Memory & Mood

UAB Neurobiologist Breaks New Ground in Memory Disorder Research

If we stop to think about it, we realize that our memories are at the core of our individual personalities and identities — they’re the unique tapestries that weave together the story of our life experience. Yet for millions of Americans with Alzheimer’s disease or other forms of dementia, memories seem hopelessly and mysteriously lost. But are the memories really gone — or is it possible that they could somehow be retrieved?

UAB neurobiologist David Sweatt, PhD, is conducting groundbreaking clinical research that may someday lead to the development of effective medications for treating age-related memory dysfunction. “In conducting laboratory research with mice and other animals, we’re interested in determiniming how memory is formed and stored and what goes wrong with age-related memory dysfunction,” explains Dr. Sweatt, who is chairman of the UAB Department of Neurobiology and director of UAB’s Evelyn F. McKnight Brain Institute. “We’ve identified compounds that improve the formation of long-term memories and may hold promise for the development of future treatments for memory disorders such as Alzheimer’s disease and dementia.”

Groundbreaking Discoveries in How Memories are Formed

A few years ago, Dr. Sweatt and his colleagues at UAB discovered that learning and the formation of long-term memory involve changes in the three-dimensional structure of DNA and associated proteins in the brain. Deep within brain cells, or neurons, DNA strands are tightly coiled around proteins called histones — much like strands of thread wound around a spool.

“We discovered that when the DNA strands are loosened, genes involved in learning and memory are exposed and can be switched on. This process creates new pathways for learning, memory formation and retrieval,” Dr. Sweatt explains.

In people with memory disorders, this process seems to be disrupted. “Our understanding of this process led to the idea of developing compounds that would manipulate the 3-D structure of DNA and its associated proteins within neurons. We hoped these compounds would improve learning and memory formation in the laboratory.”

Dramatic Results from a Revolutionary Compound

The compounds Dr. Sweatt tested — called HDAC inhibitors — were given to normal mice in the laboratory before learning exercises that required them to remember and repeat certain tasks. “The mice had improved memory formation after being given the HDAC inhibitors,” says Dr. Sweatt. “We’re in the process of evaluating the effects of these compounds on aged animals.”

Last year, a group of researchers at MIT gave the HDAC inhibitors Dr. Sweatt utilized to a group of genetically engineered mice with damaged brain cells. “The inhibitors led to significant improvements in learning and memory formation in these mice, which was an exciting finding,” says Dr. Sweatt. Several biotech companies and academic groups are beginning to implement further testing of HDAC inhibitors. “We believe these compounds hold promise for developing new therapies for age-related memory dysfunction, Alzheimer’s disease, and other forms of memory loss.”

▶ **What to work on**: Retype the article on memory research word for word, beginning at the words "Memory & Mood" and stopping after "somehow be retrieved?".

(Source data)

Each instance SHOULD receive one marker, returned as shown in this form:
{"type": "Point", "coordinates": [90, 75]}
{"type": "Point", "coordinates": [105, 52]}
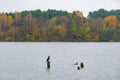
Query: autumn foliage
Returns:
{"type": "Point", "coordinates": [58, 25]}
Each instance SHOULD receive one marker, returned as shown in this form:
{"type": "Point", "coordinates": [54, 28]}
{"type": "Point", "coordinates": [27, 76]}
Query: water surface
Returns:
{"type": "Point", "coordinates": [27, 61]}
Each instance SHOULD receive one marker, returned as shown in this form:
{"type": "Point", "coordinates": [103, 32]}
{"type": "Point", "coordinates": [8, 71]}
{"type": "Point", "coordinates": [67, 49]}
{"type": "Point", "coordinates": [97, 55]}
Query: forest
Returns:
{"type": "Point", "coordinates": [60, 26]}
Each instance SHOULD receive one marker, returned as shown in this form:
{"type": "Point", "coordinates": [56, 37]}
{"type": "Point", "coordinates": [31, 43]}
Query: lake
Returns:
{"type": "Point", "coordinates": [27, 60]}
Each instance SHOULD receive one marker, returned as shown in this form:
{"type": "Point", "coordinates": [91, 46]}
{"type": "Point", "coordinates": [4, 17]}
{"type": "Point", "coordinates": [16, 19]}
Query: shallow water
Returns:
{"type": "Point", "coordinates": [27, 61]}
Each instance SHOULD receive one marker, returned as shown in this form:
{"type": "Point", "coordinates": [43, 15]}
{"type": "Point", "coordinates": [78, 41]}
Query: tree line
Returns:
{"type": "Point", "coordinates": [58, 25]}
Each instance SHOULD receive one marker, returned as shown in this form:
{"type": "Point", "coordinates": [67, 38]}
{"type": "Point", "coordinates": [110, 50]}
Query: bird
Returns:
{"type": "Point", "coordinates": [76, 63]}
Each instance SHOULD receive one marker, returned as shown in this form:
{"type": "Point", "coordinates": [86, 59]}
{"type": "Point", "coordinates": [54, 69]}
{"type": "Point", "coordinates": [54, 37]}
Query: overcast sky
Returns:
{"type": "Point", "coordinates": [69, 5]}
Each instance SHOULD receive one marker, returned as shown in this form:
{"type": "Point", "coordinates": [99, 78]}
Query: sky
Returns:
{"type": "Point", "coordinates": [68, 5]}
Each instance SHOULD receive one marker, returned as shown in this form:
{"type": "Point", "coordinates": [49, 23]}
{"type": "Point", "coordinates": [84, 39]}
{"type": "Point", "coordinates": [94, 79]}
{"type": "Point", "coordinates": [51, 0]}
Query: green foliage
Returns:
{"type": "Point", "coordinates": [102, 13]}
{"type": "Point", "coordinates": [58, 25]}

▶ **Solved exercise**:
Memory & Mood

UAB Neurobiologist Breaks New Ground in Memory Disorder Research

If we stop to think about it, we realize that our memories are at the core of our individual personalities and identities — they’re the unique tapestries that weave together the story of our life experience. Yet for millions of Americans with Alzheimer’s disease or other forms of dementia, memories seem hopelessly and mysteriously lost. But are the memories really gone — or is it possible that they could somehow be retrieved?